:: Records to use ::

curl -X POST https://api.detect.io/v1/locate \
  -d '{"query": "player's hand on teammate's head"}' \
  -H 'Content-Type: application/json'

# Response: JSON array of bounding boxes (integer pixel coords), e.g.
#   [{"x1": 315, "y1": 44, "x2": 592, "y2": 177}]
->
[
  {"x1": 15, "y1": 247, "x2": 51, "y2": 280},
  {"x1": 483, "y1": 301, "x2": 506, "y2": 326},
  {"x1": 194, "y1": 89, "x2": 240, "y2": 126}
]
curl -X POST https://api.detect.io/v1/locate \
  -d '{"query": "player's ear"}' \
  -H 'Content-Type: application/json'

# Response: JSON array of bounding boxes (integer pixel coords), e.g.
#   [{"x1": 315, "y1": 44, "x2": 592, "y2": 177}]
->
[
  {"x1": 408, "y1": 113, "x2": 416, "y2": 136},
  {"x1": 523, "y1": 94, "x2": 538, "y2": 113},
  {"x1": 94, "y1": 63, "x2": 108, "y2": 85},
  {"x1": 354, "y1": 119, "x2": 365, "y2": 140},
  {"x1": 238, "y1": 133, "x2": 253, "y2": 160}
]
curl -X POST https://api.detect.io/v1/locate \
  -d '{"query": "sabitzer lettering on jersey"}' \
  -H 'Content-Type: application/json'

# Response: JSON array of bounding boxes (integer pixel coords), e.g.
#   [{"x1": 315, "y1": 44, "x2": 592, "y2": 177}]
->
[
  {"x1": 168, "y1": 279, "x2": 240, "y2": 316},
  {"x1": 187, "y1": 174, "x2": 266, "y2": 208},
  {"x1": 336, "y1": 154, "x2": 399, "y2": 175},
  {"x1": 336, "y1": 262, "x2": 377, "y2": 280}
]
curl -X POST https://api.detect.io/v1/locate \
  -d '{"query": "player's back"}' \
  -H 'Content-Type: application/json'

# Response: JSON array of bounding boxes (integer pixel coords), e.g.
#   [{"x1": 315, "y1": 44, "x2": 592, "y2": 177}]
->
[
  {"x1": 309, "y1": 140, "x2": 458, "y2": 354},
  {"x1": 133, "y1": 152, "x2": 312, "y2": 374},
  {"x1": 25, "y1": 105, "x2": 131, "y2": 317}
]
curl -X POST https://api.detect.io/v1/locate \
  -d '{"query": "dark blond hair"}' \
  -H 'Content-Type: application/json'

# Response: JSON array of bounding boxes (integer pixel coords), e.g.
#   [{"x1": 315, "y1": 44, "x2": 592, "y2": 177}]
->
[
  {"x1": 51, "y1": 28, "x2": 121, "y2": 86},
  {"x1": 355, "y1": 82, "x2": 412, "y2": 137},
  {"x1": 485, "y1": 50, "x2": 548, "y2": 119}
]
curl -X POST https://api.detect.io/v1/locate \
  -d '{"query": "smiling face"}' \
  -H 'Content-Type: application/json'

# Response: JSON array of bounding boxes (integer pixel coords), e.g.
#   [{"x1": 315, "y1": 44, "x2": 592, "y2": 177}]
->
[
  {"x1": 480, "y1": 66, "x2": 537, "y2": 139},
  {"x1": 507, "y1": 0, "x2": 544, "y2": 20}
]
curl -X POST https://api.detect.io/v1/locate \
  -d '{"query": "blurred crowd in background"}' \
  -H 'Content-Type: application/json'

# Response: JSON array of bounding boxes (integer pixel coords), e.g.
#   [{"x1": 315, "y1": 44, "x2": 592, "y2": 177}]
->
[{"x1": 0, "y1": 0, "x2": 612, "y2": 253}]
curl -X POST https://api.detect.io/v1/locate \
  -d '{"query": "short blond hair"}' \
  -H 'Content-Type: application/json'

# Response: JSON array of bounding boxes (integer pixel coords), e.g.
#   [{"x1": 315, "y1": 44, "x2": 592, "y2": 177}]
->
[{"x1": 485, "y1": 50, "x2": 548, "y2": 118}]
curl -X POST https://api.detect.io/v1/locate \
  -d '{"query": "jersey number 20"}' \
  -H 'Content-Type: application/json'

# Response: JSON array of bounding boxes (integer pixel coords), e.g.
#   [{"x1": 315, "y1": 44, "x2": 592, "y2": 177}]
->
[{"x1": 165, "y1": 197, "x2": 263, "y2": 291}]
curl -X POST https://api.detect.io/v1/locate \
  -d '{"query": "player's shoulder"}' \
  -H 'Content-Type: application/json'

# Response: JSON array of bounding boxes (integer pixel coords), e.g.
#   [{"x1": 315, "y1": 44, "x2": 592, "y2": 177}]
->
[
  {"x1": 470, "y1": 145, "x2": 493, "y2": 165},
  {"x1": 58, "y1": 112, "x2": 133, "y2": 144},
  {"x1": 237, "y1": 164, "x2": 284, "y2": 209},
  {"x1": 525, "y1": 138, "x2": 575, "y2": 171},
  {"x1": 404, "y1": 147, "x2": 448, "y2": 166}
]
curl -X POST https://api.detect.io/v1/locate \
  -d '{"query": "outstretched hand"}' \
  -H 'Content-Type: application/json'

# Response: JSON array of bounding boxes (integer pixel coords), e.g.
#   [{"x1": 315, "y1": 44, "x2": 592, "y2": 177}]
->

:::

#### [Exercise details]
Find every line in the listing above that contains the string "jersey", and copy each of those lines. Case counts.

#### [Finished exercise]
  -d '{"query": "sabitzer lettering on jersey"}' \
  -d '{"query": "jersey number 20"}' \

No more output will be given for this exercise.